▶ [DATA PROVIDED]
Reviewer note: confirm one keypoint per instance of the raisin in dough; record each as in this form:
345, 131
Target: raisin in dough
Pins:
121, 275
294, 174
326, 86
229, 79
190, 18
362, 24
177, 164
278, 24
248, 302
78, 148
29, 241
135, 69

==

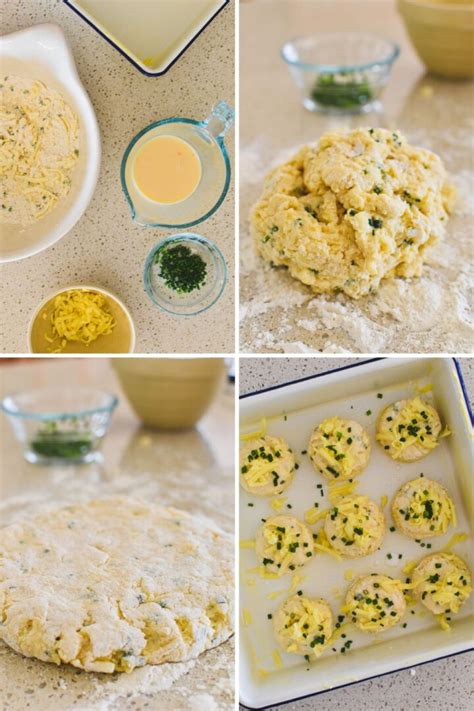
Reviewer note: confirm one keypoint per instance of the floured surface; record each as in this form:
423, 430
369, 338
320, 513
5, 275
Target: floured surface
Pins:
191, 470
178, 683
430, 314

* * *

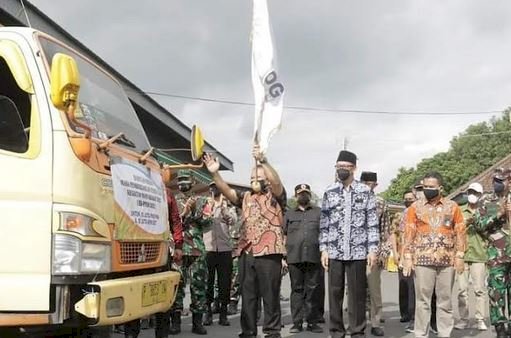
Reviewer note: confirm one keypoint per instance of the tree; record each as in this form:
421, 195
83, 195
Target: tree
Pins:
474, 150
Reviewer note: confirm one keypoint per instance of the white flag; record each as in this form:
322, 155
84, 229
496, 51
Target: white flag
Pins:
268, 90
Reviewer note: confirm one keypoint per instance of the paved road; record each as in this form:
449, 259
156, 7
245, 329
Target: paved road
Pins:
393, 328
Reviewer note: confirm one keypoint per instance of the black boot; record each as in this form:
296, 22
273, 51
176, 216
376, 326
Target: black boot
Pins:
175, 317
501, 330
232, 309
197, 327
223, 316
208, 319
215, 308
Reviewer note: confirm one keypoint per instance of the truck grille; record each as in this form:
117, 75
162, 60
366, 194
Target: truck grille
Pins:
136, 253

▶ [PROBLEM TO SOLVE] Would you copy every line of the entries in which "road" appears?

▶ [SOLUTION TO THE EXERCISE]
Reviewer note: confirm one keypoint per instance of the paved road; record each as in this form:
Target: paved road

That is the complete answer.